- _Task prompt_
Continue the forum thread below about libertarians and federal law enforcement, starting from the point at which it stops.
[Excerpt to read — start]
LOL--Good point Ted. I really had no problem with him before now. Nothing really wrong with Libertatians--I mean they are misguided and wrong about a lot of stuff, but I'll take them over a liberal any day. For one thing they usually listen...<g>


----------



## TedDeBearFrmHell (Jul 1, 2011)

HK Dan said:


> LOL--Good point Ted. I really had no problem with him before now. Nothing really wrong with Libertatians--I mean they are misguided and wrong about a lot of stuff, but I'll take them over a liberal any day. For one thing they usually listen...<g>


i really dont care if he is a libertarian or not.... i just wonder how he makes the leap in his mind from that to being a federal law enforcement officer when one of the major reasons to be libertarian is less federal government and less laws.

this is like wanting to work for the alcohol beverage control in a muslim country


----------



## HK Dan (Dec 22, 2010)
[Excerpt to read — finish]
[Available data — start]
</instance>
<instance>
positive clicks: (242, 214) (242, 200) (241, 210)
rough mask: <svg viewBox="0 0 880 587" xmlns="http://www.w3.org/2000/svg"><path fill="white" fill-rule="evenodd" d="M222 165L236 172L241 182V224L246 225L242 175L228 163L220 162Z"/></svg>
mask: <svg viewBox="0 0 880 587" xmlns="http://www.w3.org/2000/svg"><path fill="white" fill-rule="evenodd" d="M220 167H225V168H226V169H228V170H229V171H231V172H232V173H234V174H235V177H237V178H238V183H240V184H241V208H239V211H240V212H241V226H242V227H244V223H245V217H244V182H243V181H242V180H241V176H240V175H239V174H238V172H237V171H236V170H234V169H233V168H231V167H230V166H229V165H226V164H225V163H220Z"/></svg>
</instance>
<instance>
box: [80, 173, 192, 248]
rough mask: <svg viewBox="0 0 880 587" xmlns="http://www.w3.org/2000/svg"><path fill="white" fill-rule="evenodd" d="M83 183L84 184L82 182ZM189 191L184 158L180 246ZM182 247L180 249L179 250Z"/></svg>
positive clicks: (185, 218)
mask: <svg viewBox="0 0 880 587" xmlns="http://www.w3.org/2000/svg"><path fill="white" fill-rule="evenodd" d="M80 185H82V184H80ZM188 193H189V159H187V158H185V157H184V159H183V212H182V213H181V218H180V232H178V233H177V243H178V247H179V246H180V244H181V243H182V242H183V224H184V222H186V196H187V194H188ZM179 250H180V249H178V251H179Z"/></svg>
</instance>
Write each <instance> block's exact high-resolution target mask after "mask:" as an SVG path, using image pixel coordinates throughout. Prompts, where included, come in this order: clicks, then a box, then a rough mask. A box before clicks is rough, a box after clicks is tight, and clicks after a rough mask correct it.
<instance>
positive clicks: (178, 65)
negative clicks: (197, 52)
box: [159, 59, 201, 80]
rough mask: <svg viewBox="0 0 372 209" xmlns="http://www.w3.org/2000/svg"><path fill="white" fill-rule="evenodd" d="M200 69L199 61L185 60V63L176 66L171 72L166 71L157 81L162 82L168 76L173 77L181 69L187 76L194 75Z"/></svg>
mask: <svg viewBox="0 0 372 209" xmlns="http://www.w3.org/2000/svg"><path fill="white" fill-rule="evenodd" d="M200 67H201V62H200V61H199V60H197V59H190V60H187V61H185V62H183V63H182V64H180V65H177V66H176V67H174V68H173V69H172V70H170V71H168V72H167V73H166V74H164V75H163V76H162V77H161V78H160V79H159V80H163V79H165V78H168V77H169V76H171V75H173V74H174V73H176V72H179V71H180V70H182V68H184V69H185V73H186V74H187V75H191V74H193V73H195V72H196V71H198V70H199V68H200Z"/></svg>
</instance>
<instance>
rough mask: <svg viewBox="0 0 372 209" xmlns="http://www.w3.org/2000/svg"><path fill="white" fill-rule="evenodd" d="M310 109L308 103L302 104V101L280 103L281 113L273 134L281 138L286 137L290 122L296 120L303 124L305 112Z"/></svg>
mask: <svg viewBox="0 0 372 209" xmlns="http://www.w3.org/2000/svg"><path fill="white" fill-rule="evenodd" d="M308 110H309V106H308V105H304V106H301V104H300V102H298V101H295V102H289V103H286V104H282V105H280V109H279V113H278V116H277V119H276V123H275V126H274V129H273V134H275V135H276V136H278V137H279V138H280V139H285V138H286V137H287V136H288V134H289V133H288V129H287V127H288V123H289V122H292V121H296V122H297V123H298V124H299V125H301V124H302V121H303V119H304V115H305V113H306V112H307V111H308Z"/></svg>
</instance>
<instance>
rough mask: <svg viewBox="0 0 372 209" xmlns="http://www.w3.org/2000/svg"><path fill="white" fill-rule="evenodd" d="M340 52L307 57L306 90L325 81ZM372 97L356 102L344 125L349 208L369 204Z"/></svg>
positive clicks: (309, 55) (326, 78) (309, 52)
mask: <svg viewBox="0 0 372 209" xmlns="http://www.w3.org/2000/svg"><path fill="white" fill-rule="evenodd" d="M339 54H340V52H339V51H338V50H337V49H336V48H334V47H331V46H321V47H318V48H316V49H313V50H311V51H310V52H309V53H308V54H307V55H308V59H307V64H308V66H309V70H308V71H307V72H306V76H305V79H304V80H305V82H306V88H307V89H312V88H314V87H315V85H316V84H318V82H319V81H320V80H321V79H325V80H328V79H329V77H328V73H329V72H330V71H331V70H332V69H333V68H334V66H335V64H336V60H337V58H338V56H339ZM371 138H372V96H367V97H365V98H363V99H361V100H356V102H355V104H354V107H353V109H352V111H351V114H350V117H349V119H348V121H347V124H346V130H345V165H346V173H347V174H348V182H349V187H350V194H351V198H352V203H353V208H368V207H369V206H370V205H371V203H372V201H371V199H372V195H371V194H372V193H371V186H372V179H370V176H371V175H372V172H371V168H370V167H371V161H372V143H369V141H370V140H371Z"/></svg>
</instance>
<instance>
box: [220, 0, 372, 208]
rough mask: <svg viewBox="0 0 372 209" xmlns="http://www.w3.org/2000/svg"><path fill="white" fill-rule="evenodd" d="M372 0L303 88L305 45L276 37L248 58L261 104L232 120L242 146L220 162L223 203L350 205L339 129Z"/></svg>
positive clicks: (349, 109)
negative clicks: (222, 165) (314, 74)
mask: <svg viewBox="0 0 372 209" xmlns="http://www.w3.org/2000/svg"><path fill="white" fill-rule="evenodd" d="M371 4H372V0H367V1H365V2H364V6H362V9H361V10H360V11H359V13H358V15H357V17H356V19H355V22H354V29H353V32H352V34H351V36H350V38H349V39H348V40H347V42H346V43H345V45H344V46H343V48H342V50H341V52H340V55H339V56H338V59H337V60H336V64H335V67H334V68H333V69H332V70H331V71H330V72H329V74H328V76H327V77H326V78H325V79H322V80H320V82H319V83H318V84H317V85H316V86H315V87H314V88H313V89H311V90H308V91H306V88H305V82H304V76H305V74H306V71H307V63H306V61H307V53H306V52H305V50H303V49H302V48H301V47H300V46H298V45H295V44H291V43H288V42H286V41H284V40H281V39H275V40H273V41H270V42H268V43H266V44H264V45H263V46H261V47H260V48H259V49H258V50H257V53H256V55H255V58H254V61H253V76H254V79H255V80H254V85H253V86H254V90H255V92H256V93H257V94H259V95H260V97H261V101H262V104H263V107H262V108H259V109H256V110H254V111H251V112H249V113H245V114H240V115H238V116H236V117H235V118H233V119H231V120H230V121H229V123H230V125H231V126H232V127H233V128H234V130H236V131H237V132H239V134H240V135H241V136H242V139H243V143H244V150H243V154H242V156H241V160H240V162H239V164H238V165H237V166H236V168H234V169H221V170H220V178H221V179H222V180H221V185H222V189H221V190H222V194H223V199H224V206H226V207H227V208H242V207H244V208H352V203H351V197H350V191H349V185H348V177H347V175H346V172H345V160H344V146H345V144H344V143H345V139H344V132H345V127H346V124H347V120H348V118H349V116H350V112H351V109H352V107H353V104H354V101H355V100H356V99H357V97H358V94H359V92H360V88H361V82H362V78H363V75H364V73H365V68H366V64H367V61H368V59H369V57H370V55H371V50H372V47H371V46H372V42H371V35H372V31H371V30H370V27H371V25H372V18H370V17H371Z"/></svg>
[Available data — finish]
- _Output below_
Well, more like being a devout muslim wanting to open a liquor store in a muslim country--a non alcoholic liquor store. It's pointless, everyone you know hates the idea, but you're sure it would fly and you're equally sure that it should be illegal. Because anyonbe but you would be doing it for the wrong reason...LOLOLOL. The man called me and my two sons Nazis. For fighting in defense of our country! I drove a tank in the first Iraq war. I killed Iraqis. My son has been in firefights in Afghanistan. He's killed Afghanis (well, he says Jordanians). Nazis. Fact is we were fighting for our lives and for the lives of our buddies, not for the flag or for freedom, nor for any lofty ideal. Nazis. If I met Jake on the street and he said that...well, let's not go there.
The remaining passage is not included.